▶ _PROBLEM DETAILS_
Repeat the data exactly. Pictures are not part of the copy.

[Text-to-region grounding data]
========
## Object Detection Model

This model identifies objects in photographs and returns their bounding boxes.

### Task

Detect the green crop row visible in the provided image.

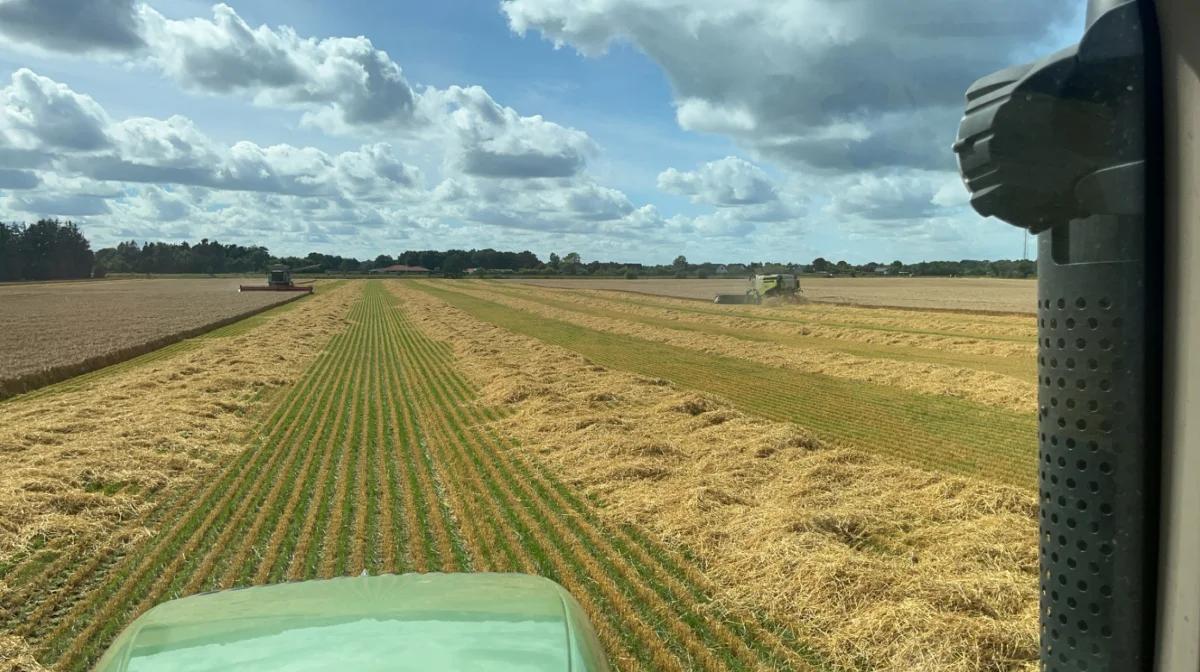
[385,281,832,671]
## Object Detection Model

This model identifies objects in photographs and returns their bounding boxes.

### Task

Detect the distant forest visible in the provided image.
[0,219,1037,282]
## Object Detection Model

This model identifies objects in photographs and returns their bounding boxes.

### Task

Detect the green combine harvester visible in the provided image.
[93,573,611,671]
[713,274,801,305]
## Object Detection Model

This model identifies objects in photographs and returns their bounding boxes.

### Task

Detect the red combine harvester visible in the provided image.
[238,264,316,294]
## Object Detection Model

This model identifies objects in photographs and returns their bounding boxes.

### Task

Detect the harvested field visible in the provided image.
[1,281,826,672]
[2,277,1040,672]
[509,276,1038,314]
[429,282,1036,413]
[399,282,1039,671]
[0,279,309,399]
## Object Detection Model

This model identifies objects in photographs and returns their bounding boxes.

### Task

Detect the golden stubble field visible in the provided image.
[510,276,1039,314]
[400,281,1040,670]
[0,280,305,398]
[1,277,1041,672]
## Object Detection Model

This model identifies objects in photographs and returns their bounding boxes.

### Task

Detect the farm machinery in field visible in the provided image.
[714,274,801,305]
[238,264,319,294]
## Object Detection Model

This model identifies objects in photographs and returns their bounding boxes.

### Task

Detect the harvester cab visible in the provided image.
[266,265,293,287]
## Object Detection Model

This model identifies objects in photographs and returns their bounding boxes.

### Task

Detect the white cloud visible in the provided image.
[823,170,961,221]
[423,86,599,179]
[129,4,598,180]
[0,0,145,54]
[139,3,418,132]
[0,69,112,152]
[657,156,777,206]
[0,67,671,257]
[502,0,1077,172]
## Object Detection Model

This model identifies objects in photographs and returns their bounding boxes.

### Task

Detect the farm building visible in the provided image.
[715,264,728,275]
[369,265,432,276]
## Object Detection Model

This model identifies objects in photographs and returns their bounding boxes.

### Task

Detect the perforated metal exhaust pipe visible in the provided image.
[953,1,1163,669]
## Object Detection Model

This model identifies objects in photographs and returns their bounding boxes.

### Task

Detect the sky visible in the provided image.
[0,0,1084,264]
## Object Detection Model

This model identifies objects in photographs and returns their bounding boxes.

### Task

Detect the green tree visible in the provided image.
[697,269,709,279]
[562,251,582,275]
[673,255,688,270]
[442,253,467,278]
[549,252,561,269]
[811,257,829,272]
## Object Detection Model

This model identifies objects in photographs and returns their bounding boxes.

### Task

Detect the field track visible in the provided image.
[1,281,827,672]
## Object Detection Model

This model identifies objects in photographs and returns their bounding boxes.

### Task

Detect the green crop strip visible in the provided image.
[414,282,1038,489]
[482,283,1034,379]
[383,282,833,671]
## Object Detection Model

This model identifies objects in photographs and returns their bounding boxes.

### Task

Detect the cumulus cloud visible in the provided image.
[0,69,112,152]
[0,67,667,256]
[430,175,642,234]
[138,4,418,132]
[1,2,600,182]
[0,68,429,204]
[5,192,112,217]
[131,2,597,179]
[421,85,599,179]
[0,0,145,53]
[657,156,777,206]
[823,170,963,221]
[502,0,1075,172]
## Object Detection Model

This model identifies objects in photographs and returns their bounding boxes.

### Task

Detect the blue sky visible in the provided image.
[0,0,1083,264]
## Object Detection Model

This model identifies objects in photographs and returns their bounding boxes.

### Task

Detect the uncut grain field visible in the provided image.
[0,278,1041,672]
[0,279,307,399]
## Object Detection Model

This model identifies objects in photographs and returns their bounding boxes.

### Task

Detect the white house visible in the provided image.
[715,265,728,275]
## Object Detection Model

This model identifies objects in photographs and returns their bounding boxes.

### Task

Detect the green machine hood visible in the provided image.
[93,573,610,672]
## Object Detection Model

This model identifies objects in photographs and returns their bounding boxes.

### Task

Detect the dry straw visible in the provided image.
[449,284,1037,414]
[516,283,1038,357]
[0,280,305,398]
[0,282,358,565]
[0,635,46,672]
[399,282,1040,672]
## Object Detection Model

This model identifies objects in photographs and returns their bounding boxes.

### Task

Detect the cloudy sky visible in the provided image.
[0,0,1082,264]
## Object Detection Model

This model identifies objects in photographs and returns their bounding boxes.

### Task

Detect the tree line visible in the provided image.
[0,221,1037,281]
[0,220,95,282]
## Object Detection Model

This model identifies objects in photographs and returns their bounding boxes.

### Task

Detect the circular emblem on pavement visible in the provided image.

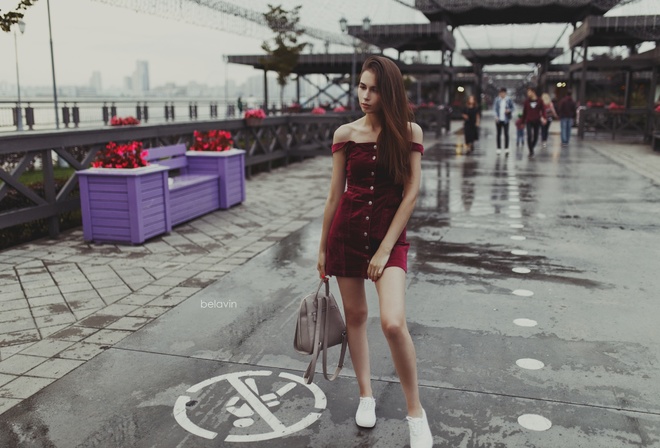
========
▶ _TASK RESULT_
## Object Detection Model

This model identifies objects in photographs and returns their bounding boxes.

### Task

Detect the green crop row visible in the provided image.

[385,281,832,671]
## Object Detection Model

This model identifies objects in photographs and returns their bounding boxes.

### Task

Detect the distant forest visible in the provided image.
[0,219,1037,282]
## Object Detection Model

This model identifies objects in photographs and returns their bounding boxes.

### Task

Detect the green combine harvester visible in the provided image.
[93,573,611,671]
[713,274,801,305]
## Object Detection Model

This model identifies objects in photographs and returns their bounding boxes.

### Task

Detect the red combine harvester visible in the provided image.
[238,264,316,294]
## Object Detection Model

This model identifies objects in photographs and returns their bounding boxes.

### Task

Detect the harvested field visible in the provided image.
[1,281,826,672]
[2,277,1040,672]
[509,276,1038,314]
[429,282,1036,413]
[399,282,1039,671]
[0,279,309,399]
## Object Detection Model

This model identifies objects in photographs and returns their bounding boxes.

### Task

Detect the golden stubble field visible in the provided image.
[510,276,1039,314]
[400,281,1040,670]
[0,280,305,398]
[1,277,1041,672]
## Object Detection Model

This model identifies objects in photographs and returns their bounding boxes.

### Task

Detect the farm machinery in field visible in the provided image.
[714,274,801,305]
[238,264,319,294]
## Object Detection Model

This model identifies objects in photographs and returns their bounding boxes.

### Task

Detect the harvester cab visible in the provided image.
[266,265,293,287]
## Object Detection Model

This model identifies objects in photographs and returns their bounding boxes.

### Task

Detect the white cloud visible in the provided image.
[823,170,961,221]
[423,86,599,179]
[129,4,598,180]
[0,0,145,54]
[139,3,418,132]
[0,69,112,152]
[657,156,777,206]
[0,67,671,257]
[502,0,1077,172]
## Object Detection Model

This model identifies objects in photographs and returns their bounding boxes.

### Task

Detect the farm building visible in the provided image.
[715,264,728,275]
[369,265,432,276]
## Object Detection Model

This model identifies objects in photographs and returns their bounding boxes.

### Task

Detect the perforated metal exhaust pipe visible in the provided image.
[953,1,1163,669]
## Object Detection Model

This model identifies objects in photographs and returns their bounding boxes.

### Task

Detect the sky visible in the provided image.
[0,0,1084,264]
## Object Detection Model

This model identifies objects in photographs and returns their bounding boxes.

### Task

Detect the green tree visible in the provided image.
[697,269,709,279]
[562,251,582,275]
[673,255,688,270]
[442,253,467,278]
[549,252,561,269]
[811,257,829,272]
## Object Detection Model

This model identifies objects in photographs and returns their bounding boxes.

### Task

Detect the field track visible in the provided image.
[1,281,827,672]
## Object Detection Model

This model identifies objects in photographs and returns their bounding boxes.

### Task

Detect the green crop strip visible in the provided image.
[414,282,1038,489]
[482,283,1034,379]
[383,282,833,671]
## Object Detection Model

This model identifies objects in photographs and returns their bounding boxes.

### Task

Detect the cumulus cloud visible in the provided image.
[0,69,112,152]
[0,67,667,256]
[430,175,642,234]
[138,4,418,132]
[1,2,600,182]
[0,68,429,204]
[5,192,112,217]
[131,2,597,179]
[421,85,599,179]
[0,0,145,53]
[657,156,777,206]
[823,170,963,221]
[502,0,1075,172]
## Object Detection Model

This model identifies objects in photographs and returns their bounding boxes.

### Task

Detect the blue sky visible in the provided image.
[0,0,1083,264]
## Object Detection Model

This model identifies objects in photographs and returns their bounding boxes.

### Task

Detect the uncut grain field visible in the provided image.
[0,278,1041,672]
[0,279,307,399]
## Object Detection Model

This model identifies objects in photographs and returns their bounding boxes.

### Task

Detect the white house visible in the provided image.
[715,265,728,275]
## Object Detection Model

This model identifies objects in photographs and returns their bounding boxes.

### Task

Detect the green machine hood visible in the provided image.
[93,573,610,672]
## Object Detection Model

This model identifies objects in photographs and returns their bounding boxes.

### Task

Detect the dry straw visible in the provided image.
[449,284,1037,414]
[516,283,1038,357]
[0,280,305,398]
[0,282,358,565]
[0,635,46,672]
[399,282,1040,672]
## Object Detection Model

This model identifies objects in photographs and returns their bounding boxes.

### Task

Detect the cloudy sky visible in the provided image.
[0,0,1082,264]
## Object Detection Model

This model identifies objects in photographs and returns their bounding boxes.

### Task

Detect the tree line visible in the provided image.
[0,221,1037,281]
[0,220,95,282]
## Object Detection Model

This model identifies objects in photographs and returns their bounding boxes.

### Task

Detect the circular emblem on pavement visible in the provided image.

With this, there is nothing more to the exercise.